- _TASK PROMPT_
Reproduce the lines of these records without changing anything, and leave out the pictures.

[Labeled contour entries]
####################

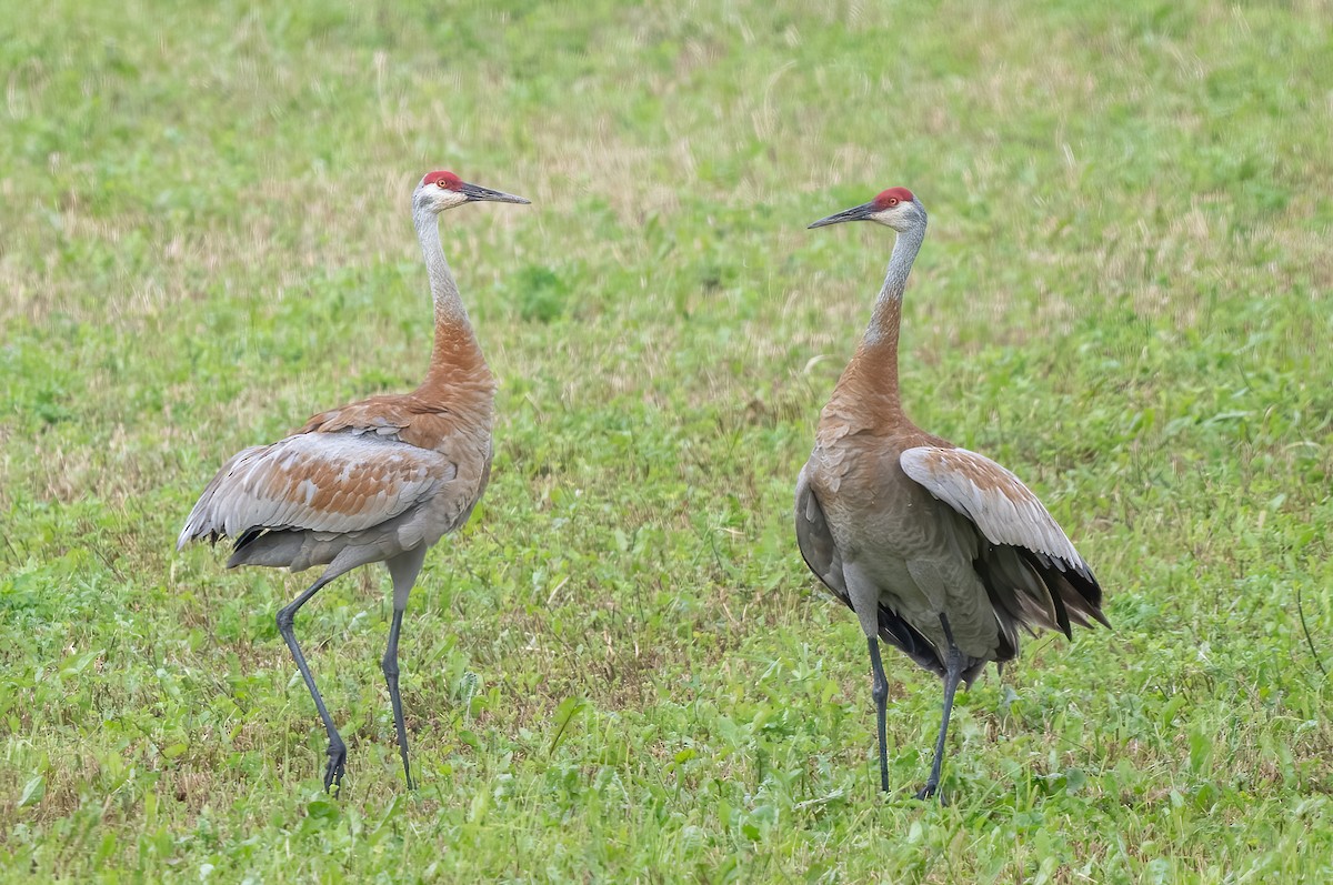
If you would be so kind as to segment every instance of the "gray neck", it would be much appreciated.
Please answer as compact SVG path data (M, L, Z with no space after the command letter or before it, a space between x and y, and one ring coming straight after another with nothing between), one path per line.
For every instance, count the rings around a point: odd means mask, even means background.
M889 269L884 275L884 285L880 296L874 300L874 312L870 315L870 327L865 331L866 344L878 344L888 335L897 337L900 308L902 305L902 292L908 288L908 275L912 273L912 263L916 253L921 251L925 240L925 220L898 233L897 243L893 244L893 255L889 256Z
M424 207L417 207L412 212L412 223L417 229L417 240L421 241L421 255L425 257L425 269L431 275L431 296L435 299L435 323L468 327L468 312L463 307L459 296L459 284L453 281L449 272L449 263L444 260L444 248L440 247L440 224L436 213Z

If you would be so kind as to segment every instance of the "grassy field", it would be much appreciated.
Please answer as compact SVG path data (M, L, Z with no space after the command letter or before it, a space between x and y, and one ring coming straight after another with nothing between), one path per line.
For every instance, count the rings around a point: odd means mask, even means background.
M1333 8L0 3L0 881L1333 878ZM176 553L241 446L405 391L445 251L493 480L383 569ZM906 185L904 396L1022 476L1114 632L960 696L790 500ZM1304 626L1302 626L1304 618ZM1308 632L1306 632L1308 629Z

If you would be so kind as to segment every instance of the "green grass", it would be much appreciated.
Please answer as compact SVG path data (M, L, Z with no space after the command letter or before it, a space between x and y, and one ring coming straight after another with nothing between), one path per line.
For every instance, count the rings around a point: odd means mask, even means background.
M1333 877L1326 3L0 4L0 880ZM814 11L822 8L822 11ZM241 446L404 391L408 195L501 379L403 640L367 569L177 554ZM960 696L864 642L790 500L892 233L904 392L1108 590ZM1313 652L1301 624L1304 610ZM1321 665L1322 664L1322 665Z

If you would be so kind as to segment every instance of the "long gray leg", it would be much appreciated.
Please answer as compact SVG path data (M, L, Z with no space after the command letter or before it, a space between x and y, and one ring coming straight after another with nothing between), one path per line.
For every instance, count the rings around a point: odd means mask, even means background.
M347 768L347 744L343 742L343 736L337 733L336 728L333 728L333 718L329 717L329 710L324 706L324 698L320 697L320 689L315 686L315 677L311 674L311 668L305 664L305 656L301 654L301 646L296 642L296 632L292 629L292 624L296 620L296 612L305 605L312 596L319 593L325 584L341 573L341 570L335 572L333 568L329 566L329 569L320 576L320 580L311 584L304 593L297 596L277 612L277 632L283 634L283 638L287 641L287 648L292 650L292 657L296 658L296 666L301 670L301 676L305 678L305 688L311 689L311 697L315 698L315 709L320 712L320 718L324 720L324 730L328 732L329 736L329 762L324 769L325 793L331 792L335 786L340 790L343 788L343 772Z
M408 594L416 584L416 576L421 572L421 562L425 561L425 545L415 550L408 550L388 560L389 574L393 577L393 621L389 624L389 644L384 649L384 660L380 668L384 670L384 681L389 686L389 702L393 705L393 728L399 733L399 754L403 757L403 776L408 780L408 789L416 789L412 784L412 769L408 766L408 729L403 724L403 698L399 694L399 632L403 629L403 612L408 608Z
M941 614L940 625L944 626L944 638L949 641L949 652L944 669L944 721L940 722L940 738L934 742L934 762L930 765L930 777L926 778L925 786L917 793L917 798L930 798L940 789L940 769L944 766L944 741L949 734L949 714L953 712L953 694L958 690L958 680L962 678L962 650L953 642L953 630L949 629L949 618Z
M889 704L889 680L884 677L884 662L880 661L880 640L874 636L866 640L870 648L870 672L874 674L874 725L880 733L880 789L889 792L889 753L885 749L884 720Z

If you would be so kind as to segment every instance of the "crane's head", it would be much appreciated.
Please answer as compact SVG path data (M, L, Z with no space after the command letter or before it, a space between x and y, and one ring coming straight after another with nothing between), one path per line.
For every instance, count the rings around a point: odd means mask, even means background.
M902 233L912 228L925 227L925 208L906 188L889 188L881 191L869 203L820 219L810 227L822 228L826 224L841 221L876 221Z
M512 193L468 184L459 176L444 169L428 173L421 179L417 189L412 192L412 207L431 212L432 215L440 215L456 205L477 203L480 200L491 200L492 203L531 203L531 200L516 197Z

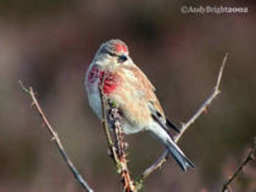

####################

- _RESPONSE_
If you would be so kind as to segment every instance of the "gray neck", it would be much appreciated.
Please answer as compact SVG path data (M, L, Z with no space after the command letter or before it, a space between x and y, and one ring coming straight after another with nothing between), one path per line.
For every instance, count the rings around a point: odd means mask, even means background.
M889 269L884 275L884 285L880 296L874 300L874 312L870 315L870 327L865 331L866 344L878 344L888 335L897 337L900 308L902 305L902 292L908 288L908 275L912 273L912 263L916 253L921 251L925 240L925 220L898 233L897 243L893 244L893 255L889 256Z
M424 207L417 207L412 212L412 223L417 229L417 240L421 241L421 255L425 257L425 269L431 275L431 296L435 299L435 323L468 327L468 312L463 307L459 296L459 284L453 281L449 272L449 263L444 260L444 248L440 247L440 224L436 213Z

If you would be so kind as to segment every instance of the "grassy field", it would be much appreciated.
Please answer as compact SVG path data (M, L, Z with no space after the command letter or before it, a space between x and y, and one ring coming straight after another with nothing between), one path per line.
For every instance, count the rings around a point: odd means mask, even means background.
M1333 8L0 3L0 881L1333 878ZM176 553L241 446L405 391L445 251L493 480L383 569ZM906 185L904 396L1022 476L1114 632L960 696L790 500ZM1304 626L1302 626L1304 618ZM1308 632L1306 632L1308 629Z

If you would be so kind as to segment every instance of the "green grass", it would be much appreciated.
Please answer as compact SVG path data (M, L, Z with no space after the command letter or before it, a space between x and y, and one ring coming straight after another with nothing between), one path per line.
For every instance, count the rings around a point: odd means mask, even means background.
M1333 877L1326 3L0 4L0 880ZM814 11L822 8L822 11ZM241 446L404 391L408 195L501 379L403 640L367 569L177 554ZM960 696L864 642L790 500L892 233L904 392L1108 590ZM1313 652L1301 624L1304 610ZM1321 665L1322 664L1322 665Z

If you would be so kind as to segment every instance of the "long gray leg", it would be much appreciated.
Please answer as compact SVG path data (M, L, Z with no space after the command letter or before it, a space between x and y, and one ring coming straight after another with nothing between), one path per line.
For every instance, count the rings around a point: odd means mask, even means background.
M347 768L347 744L343 742L343 736L337 733L336 728L333 728L333 718L329 717L329 710L324 706L324 698L320 697L320 689L315 686L315 677L311 674L311 668L305 664L305 656L301 654L301 646L296 642L296 632L292 629L292 624L296 620L296 612L305 605L312 596L319 593L325 584L341 573L341 570L335 572L333 568L329 566L329 569L320 576L320 580L311 584L304 593L297 596L277 612L277 632L283 634L283 638L287 641L287 648L292 650L292 657L296 658L296 666L301 670L301 676L305 678L305 688L311 689L311 697L315 698L315 709L320 712L320 718L324 720L324 730L328 732L329 736L329 762L324 769L325 793L331 792L335 786L340 790L343 788L343 772Z
M408 594L416 584L416 576L421 572L421 562L425 561L425 545L415 550L408 550L388 560L389 574L393 577L393 621L389 624L389 644L384 649L384 660L380 668L384 670L384 681L389 686L389 702L393 705L393 728L399 733L399 754L403 757L403 776L408 780L408 789L416 789L412 784L412 769L408 766L408 729L403 724L403 698L399 694L399 632L403 629L403 612L408 608Z
M941 614L940 625L944 626L944 638L949 641L949 652L944 669L944 721L940 722L940 738L934 742L934 762L930 765L930 777L926 778L925 786L917 793L917 798L930 798L940 789L940 769L944 766L944 741L949 734L949 714L953 712L953 694L958 690L958 680L962 678L962 650L953 642L953 630L949 629L949 618Z
M889 704L889 680L884 677L884 662L880 661L880 640L874 636L866 640L870 648L870 672L874 674L874 725L880 733L880 789L889 792L889 753L885 749L884 720Z

If you would be so kind as to segment every instance of the "crane's head", it would be much appreciated.
Please answer as compact SVG path data (M, L, Z with no space after the command letter or before it, a space between x and y, and one ring coming straight after another with nothing between), one path per line.
For every instance, count the rings around a point: odd means mask, even means background.
M902 233L912 228L925 227L925 208L906 188L889 188L881 191L869 203L820 219L810 227L822 228L826 224L841 221L876 221Z
M512 193L468 184L459 176L444 169L428 173L421 179L417 189L412 192L412 207L431 212L432 215L440 215L456 205L477 203L480 200L491 200L492 203L531 203L531 200L516 197Z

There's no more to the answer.